» What the exercise asks
Entries follow. Set all of them down as they stand.

» Pointing dataset excerpts
--- --- ---

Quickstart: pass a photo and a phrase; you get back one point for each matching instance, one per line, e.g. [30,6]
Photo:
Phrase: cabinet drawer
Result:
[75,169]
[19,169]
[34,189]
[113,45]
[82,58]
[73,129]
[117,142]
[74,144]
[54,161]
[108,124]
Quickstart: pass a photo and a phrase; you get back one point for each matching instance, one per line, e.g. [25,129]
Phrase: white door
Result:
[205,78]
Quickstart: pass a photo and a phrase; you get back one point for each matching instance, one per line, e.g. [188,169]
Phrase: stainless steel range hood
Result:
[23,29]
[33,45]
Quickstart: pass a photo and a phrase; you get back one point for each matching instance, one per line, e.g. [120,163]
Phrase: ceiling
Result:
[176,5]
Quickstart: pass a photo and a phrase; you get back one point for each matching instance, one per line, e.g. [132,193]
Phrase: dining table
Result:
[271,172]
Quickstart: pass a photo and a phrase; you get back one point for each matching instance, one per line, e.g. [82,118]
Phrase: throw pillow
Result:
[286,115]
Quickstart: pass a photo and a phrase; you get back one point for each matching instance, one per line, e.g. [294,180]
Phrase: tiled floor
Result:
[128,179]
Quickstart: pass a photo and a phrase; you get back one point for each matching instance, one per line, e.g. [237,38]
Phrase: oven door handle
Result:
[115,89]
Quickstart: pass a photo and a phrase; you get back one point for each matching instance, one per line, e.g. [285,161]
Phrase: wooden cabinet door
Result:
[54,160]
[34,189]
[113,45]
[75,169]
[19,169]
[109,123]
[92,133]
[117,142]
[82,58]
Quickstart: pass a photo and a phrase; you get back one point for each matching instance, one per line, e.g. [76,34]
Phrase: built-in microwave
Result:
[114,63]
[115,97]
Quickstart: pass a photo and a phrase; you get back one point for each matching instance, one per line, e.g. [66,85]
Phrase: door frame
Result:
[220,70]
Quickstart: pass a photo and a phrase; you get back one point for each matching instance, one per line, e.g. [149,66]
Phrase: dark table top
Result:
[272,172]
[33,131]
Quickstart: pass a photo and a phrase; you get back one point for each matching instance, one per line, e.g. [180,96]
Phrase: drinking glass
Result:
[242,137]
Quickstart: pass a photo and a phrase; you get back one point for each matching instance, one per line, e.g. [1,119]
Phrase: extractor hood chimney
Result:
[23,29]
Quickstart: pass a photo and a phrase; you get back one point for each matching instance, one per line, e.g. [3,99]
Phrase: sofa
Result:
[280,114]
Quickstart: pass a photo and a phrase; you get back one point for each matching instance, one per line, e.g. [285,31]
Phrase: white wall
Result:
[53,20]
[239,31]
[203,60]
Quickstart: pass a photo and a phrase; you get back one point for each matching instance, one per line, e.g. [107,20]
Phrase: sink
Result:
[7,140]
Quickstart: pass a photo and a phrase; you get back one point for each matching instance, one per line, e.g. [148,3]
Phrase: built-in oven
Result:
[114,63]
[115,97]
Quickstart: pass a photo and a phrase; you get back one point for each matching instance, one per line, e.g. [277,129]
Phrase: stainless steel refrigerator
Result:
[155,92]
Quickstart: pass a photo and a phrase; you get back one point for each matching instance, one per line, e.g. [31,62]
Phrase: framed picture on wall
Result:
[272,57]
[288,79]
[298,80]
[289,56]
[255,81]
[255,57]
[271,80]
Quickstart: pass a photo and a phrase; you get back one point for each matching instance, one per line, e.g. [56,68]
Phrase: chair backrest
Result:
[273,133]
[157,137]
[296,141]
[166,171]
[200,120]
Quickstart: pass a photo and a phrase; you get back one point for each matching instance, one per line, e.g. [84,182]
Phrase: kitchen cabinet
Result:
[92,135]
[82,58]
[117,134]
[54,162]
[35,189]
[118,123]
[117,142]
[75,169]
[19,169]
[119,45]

--- --- ---

» Solution to the exercise
Quickstart: pass a photo and a phrase; you get back one point for each matching instance, one per line, e.g. [30,6]
Photo:
Phrase: cabinet drawer
Result:
[75,169]
[19,169]
[34,189]
[113,45]
[82,58]
[73,129]
[117,142]
[74,144]
[54,161]
[108,124]
Quickstart: pass a photo and a phrase; you get back one point for each matching instance, one per line, e.g. [25,129]
Phrase: white door
Result:
[205,78]
Quickstart: pass a photo and a phrase; you get back one point for each matching instance, one per line, e.g. [188,169]
Phrase: stainless steel range hood
Result:
[23,29]
[33,45]
Quickstart: pass a photo and a phrase; you get back one point for each matching instance, one per line, e.g. [120,163]
Phrase: ceiling
Result:
[176,5]
Quickstart: pass a photo and a phrase; you get back one point for each matching instance, one per line, e.g. [132,193]
Phrase: dining table
Result:
[271,172]
Quickstart: pass a photo and a phrase; you get back one point for each matching instance, one per line, e.g. [82,118]
Phrase: throw pillow
Result:
[286,115]
Quickstart: pass a photo and a phrase; you get back one point for each matching instance, one per line, e.g. [294,180]
Phrase: tiled floor
Result:
[128,179]
Quickstart: pass a photo and a phrase; you get back one point for each matching instance, one per line, e.g. [237,38]
Phrase: oven door handle
Result:
[115,89]
Quickstart: pass a photo and a phrase; you get back one point for each matching instance, one per line, e.g. [285,161]
Phrase: wooden cabinet door
Result:
[54,160]
[34,189]
[113,45]
[75,169]
[19,169]
[109,123]
[92,133]
[117,142]
[82,58]
Quickstart: pass a photo and a phrase; you get back one point for each matching instance, one per line, e.g. [76,34]
Phrase: built-in microwave
Result:
[114,63]
[115,97]
Quickstart: pass a photo and a phrase; you get back one point for each matching instance, one per line, e.g. [66,85]
Phrase: door frame
Result:
[220,70]
Quickstart: pass a photo and a phrase; you get back one point for each matching instance, one per line, e.g. [149,66]
Phrase: dark table top
Result:
[272,172]
[33,131]
Quickstart: pass a photo and a phrase; you get back one point for each matching instance, one per line, e.g. [180,96]
Phrase: drinking glass
Result:
[242,137]
Quickstart: pass a photo and a phrase; you get back one point for each matching instance, one per line, e.g. [1,119]
Phrase: extractor hood chimney
Result:
[23,29]
Quickstart: pass a photo and a phrase; you get back one point for each matching instance, one per line, e.g. [3,99]
Phrase: sofa
Result:
[280,114]
Quickstart: pass a photo and a phrase; you get back one point for each matching instance, one per line, e.g. [285,31]
Phrase: white wall
Result:
[53,20]
[239,31]
[203,60]
Quickstart: pass a photo and a phrase; you get back one point for each matching instance, one per line, e.g. [107,20]
Phrase: sink
Result:
[7,140]
Quickstart: pass a photo and a phrase; you get back one point for each matching instance, one per line, e.g. [148,3]
Phrase: built-in oven
Result:
[114,63]
[115,97]
Quickstart: pass a photo and a phrase; you get back one point for each matching instance, one per line, e.g. [277,129]
Phrase: stainless steel refrigerator
Result:
[155,92]
Quickstart: pass a photo and a phrase; you get back one point for each matching instance, one per line, e.g. [31,62]
Phrase: framed picture on wall
Result:
[272,57]
[288,79]
[298,80]
[289,56]
[255,81]
[255,57]
[271,80]
Quickstart: pass a photo and a phrase; you get back one point for each matching instance, one per line, e.g. [56,68]
Phrase: chair backrest
Result:
[273,133]
[157,137]
[296,141]
[166,171]
[200,120]
Quickstart: pass a photo and a phrase; you get back one point for each matching instance, one per line, e.g. [84,182]
Phrase: kitchen cabinet
Result:
[92,135]
[82,58]
[117,134]
[54,162]
[35,189]
[118,123]
[117,142]
[75,169]
[19,169]
[119,45]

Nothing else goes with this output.